» **Text**
· · · · · · ·

SOVIET CRACKDOWN WATCH (PART 11): PERMITS FOR THE WINTER PALACE?

State Department spokeswoman, Margaret Tutwiler, today plumbed new depths in the Bush Administration’s practice of looking the other way on repression. In response to questions at the noon press briefing about Mikhail Gorbachev’s newest dictates banning free assembly in Moscow, Ms. Tutwiler actually compared this practice to that used in Washington, D.C. of requiring permits for public demonstrations:

 

It’s no different than our own country, if a country [sic] wants to have a demonstration here in Washington, D.C. they have to apply for a permit….

 

In case the central authorities missed this latest evidence of the U.S. government’s inclination to take a tolerant view of even Gorbachev’s most brutal anti-democracy measures, Ms. Tutwiler noted:

 

"…Our position on this [the ban on demonstrations and reports that the Ministry of Interior take-over of law enforcement responsibilities in Moscow] is that it is an internal judgment of the Soviet Union as to what powers should be held by a given level of government….Restrictions of time, place and manner of assemblies and demonstrations are sometimes necessary for public safety or other legitimate grounds….Even concerning this new police rule, this is an internal matter of the Soviet Union and there is just so far that I can go as far as delving myself into legitimate decision that a sovereign government is making concerning it, whether we agree with those decision or not."

· · · · · · ·

» **Provided data**
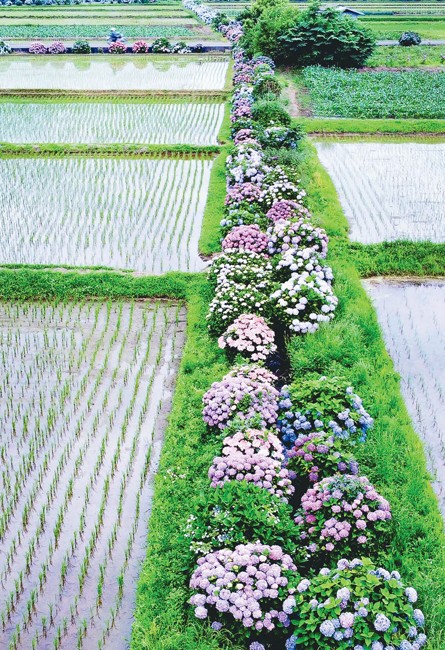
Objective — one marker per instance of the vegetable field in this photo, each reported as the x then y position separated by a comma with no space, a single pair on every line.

· · · · · · ·

» **Required task**
Write what comes next in the piece on the State Department's response to the Moscow demonstration ban, picking up after its final sentence.

» **Exercise output**
 

This policy approach is ominously reminiscent of the minimalist, sotto voce expressions of "concern" about state repression of those seeking individual freedoms and democracy in Soviet Georgia, Azerbaijan, the Baltics, China and Iraq. Unfortunately, such statements come against the backdrop of the following, noteworthy developments in the USSR:

  • Particularly illuminating is Gorbachev’s justification for the 26 March orders to the Interior Ministry to take over law enforcement in Moscow and to his cabinet "to take all necessary measures to ensure law and order in the capital and to prevent pressure from being exerted upon People’s Deputies": He maintained that these moves were made necessary because of "continuing aggravation of tension by some political parties and movements."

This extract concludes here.